Actions to take -
a - List every parameter of the kernel function main in the code of the Sobel performance thread, together with its declared type.
b - Supply the next part of the Sobel performance thread, starting after the last line shown.

Sobel is ~35 times slower using OpenCL

Moderator: dar

Sobel is ~35 times slower using OpenCL

Postby stevenc » Wed Sep 03, 2014 5:39 pm

Hi, I am experimenting with some image processing using COPRTHR. I have written a program that reads a 640x480 image from a webcam (OpenCV), then sends the image to the epiphany to perform Sobel edge detection. It works, but it is extremely slow. It is taking about 5.7 seconds to process a single frame from the camera. This is shocking because if I run the same Sobel algorithm in series on the CPU, it only takes about 0.16 seconds to process each frame. I assume I'm doing something wrong, but what could possibly cause it to be so slow?

Thanks

Program: https://github.com/sclukey/parallella-opencv-coprthr
stevenc
 
Posts: 13
Joined: Fri Aug 29, 2014 4:44 pm

Re: Sobel is ~35 times slower using OpenCL

Postby aolofsson » Wed Sep 03, 2014 6:55 pm

Thanks for sending the git repo for review. Great to see!

Some comments:
-Doubles are emulated in software and will pull in code from external DRAM (100x slower than from local memory)
-Modulo and division operations can be slow.(same reason as above)
-The floating point compare at the bottom is going to be slow.(same as above)
-Integer multiplication can be slow due to mode switch.(not the case here)
-Any signed integer work < 32 bits tends to be slow due to lack of sign extension on loads (not the case here, but beware...)

Your kernel code example below. Made some hacks to code below just to compile with e-gcc and look at it with e-objdump. Perhaps others can comment whether there is an easier way to do this without hacking up the code?

Code: Select all
  main(
   unsigned int n,
   unsigned int line,
   unsigned int k,
   char* aa,
   char* bb
   )
{
   int i,m;

   int n16 = n/16;
   int m16 = n%16;

   int ifirst = k*n16 + ((k>m16)? 0:k);
   int iend   = ifirst + n16 + ((k<m16)? 1:0);

   double tmp;

   for(i=ifirst; i<iend; i++) {
      
      m = i % line;

      if (m == 0 || m == line-1 || i < line || n-i < line)
         bb[i] = 0;
      else {
         tmp = abs(-     aa[i-line-1]
                   - 2 * aa[i-1]
                   -     aa[i+line-1]
                   +     aa[i-line+1]
                   + 2 * aa[i+1]
                   +     aa[i+line+1])

Records from a data collection -
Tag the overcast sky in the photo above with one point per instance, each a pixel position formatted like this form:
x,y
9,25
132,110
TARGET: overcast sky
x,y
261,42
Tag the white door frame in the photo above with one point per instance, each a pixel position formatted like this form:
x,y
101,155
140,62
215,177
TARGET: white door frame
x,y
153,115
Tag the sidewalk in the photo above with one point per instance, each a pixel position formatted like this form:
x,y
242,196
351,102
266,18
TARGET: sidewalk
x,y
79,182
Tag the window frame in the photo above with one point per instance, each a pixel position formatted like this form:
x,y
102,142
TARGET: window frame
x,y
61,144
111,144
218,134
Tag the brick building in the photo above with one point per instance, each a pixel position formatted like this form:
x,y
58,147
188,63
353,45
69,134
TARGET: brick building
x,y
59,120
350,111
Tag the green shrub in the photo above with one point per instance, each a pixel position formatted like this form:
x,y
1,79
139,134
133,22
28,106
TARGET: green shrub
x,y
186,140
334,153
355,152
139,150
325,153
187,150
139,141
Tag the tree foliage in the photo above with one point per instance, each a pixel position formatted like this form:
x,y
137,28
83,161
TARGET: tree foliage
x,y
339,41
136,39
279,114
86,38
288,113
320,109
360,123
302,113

Responses to the tasks -
a -
unsigned int n
unsigned int line
unsigned int k
char* aa
char* bb

b -
             + abs(      aa[i-line-1]
                   + 2 * aa[i-line]
                   +     aa[i-line+1]
                   -     aa[i+line-1]
                   - 2 * aa[i+line]
                   -     aa[i+line+1]);
         bb[i] = tmp > 255 ? 255 : tmp;
      }
   }
}
User avatar
aolofsson
 
Posts: 1005
Joined: Tue Dec 11, 2012 6:59 pm
Location: Lexington, Massachusetts,USA

Re: Sobel is ~35 times slower using OpenCL

Postby stevenc » Wed Sep 03, 2014 9:22 pm

Thanks for looking at the code. I changed the `tmp` variable to an int, and that did help quite a bit. Also, I removed the if statement and the modulus that went along with it, so that helped as well. Now I am getting ~0.78 seconds per frame. This is much better, but it is still about 5 times slower than the basic sequential program, which is not good. Is there anything else I should do? Is the OpenCL implementation just slow and I should switch to the raw Epiphany SDK or something else?
stevenc
 
Posts: 13
Joined: Fri Aug 29, 2014 4:44 pm

Re: Sobel is ~35 times slower using OpenCL

Postby aolofsson » Wed Sep 03, 2014 11:03 pm

Where are your vectors placed? There is no caching so to get good performance the data must be explicitly brought in/placed in local mem?

Here is one example showing concept.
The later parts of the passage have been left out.